PASSAGE PROVIDED –
--------------------------------------------------
According to independent economists, there are six million daily wage workers in Pakistan, a dominant majority of whom have been out of work for about a month and half due to the coronavirus lockdown across the country. The federal government did ease the restrictions about two weeks back, allowing the construction sector, and dozens of related businesses, to resume work so that the out-of-job workers could eke out a living. However, the construction activity has yet to pick up the way the government was expecting, leaving the labour class, in particular, high and dry. Besides, a lot of deserving people are reported to have missed out on the cash handouts under the Prime Minister’s Ehsaas programme, despite being in the qualifying category, for one reason or the other.
--------------------------------------------------
EXERCISE A –
Translate this sentence from the passage on Pakistan's daily wage workers into Spanish: "The federal government did ease the restrictions about two weeks back, allowing the construction sector, and dozens of related businesses, to resume work so that the out-of-job workers could eke out a living."
EXERCISE B –
Carry on the passage on Pakistan's daily wage workers, picking up after its final sentence.

EXTRACTED RECORDS –
--------------------------------------------------
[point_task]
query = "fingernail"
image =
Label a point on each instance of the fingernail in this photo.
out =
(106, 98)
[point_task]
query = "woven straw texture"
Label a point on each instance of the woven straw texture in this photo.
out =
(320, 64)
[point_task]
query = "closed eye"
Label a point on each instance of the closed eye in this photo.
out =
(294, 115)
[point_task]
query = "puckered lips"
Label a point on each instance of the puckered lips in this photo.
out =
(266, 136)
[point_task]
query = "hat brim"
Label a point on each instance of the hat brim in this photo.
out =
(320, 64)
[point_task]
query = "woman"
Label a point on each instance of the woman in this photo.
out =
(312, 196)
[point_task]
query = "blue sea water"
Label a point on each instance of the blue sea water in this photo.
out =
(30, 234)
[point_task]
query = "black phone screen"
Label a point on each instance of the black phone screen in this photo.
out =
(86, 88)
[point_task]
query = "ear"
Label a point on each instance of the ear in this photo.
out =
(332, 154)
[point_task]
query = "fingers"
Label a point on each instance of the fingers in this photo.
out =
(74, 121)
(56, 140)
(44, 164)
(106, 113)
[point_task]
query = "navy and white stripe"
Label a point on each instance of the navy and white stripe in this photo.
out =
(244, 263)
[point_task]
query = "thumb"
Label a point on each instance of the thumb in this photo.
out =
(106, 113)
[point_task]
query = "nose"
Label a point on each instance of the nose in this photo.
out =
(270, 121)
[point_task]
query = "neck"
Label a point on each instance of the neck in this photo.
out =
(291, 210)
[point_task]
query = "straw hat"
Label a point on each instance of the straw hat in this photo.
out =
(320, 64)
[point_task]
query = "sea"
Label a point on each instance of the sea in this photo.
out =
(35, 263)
--------------------------------------------------
ANSWER BOX A –
El gobierno federal sí flexibilizó las restricciones hace unas dos semanas y permitió que el sector de la construcción y decenas de negocios relacionados reanudaran su actividad para que los trabajadores sin empleo pudieran ganarse la vida a duras penas.

ANSWER BOX B –
The government, however, continues to contemplate on how to cater to the lockdown-affected labour class. And it has come up with a unique initiative. In what can solve two problems with a single action, the federal government has provided jobs to the idled labour community as ‘jungle workers’ to plant saplings as part of the Prime Minister’s 10 Billion Tree Tsunami programme. While the move will serve to bring tens of thousands of unemployed labourers back to work, it will also help the government deal with the threat of climate change. The gigantic five-year tree-planting programme — launched in 2018 as a way to counter rising temperatures and fight the climate change — has the capacity to absorb a large number of workers all across the country.
The plantation programme is a good source of employment. Those having already taken up the job of planting saplings say they have been earning Rs500 per day; and while the amount is half of what they had been making on a good day, it is decent enough an earning in these times of the country-wide lockdown resulting from a deadly pandemic.
Published in The Express Tribune, May 1st, 2020.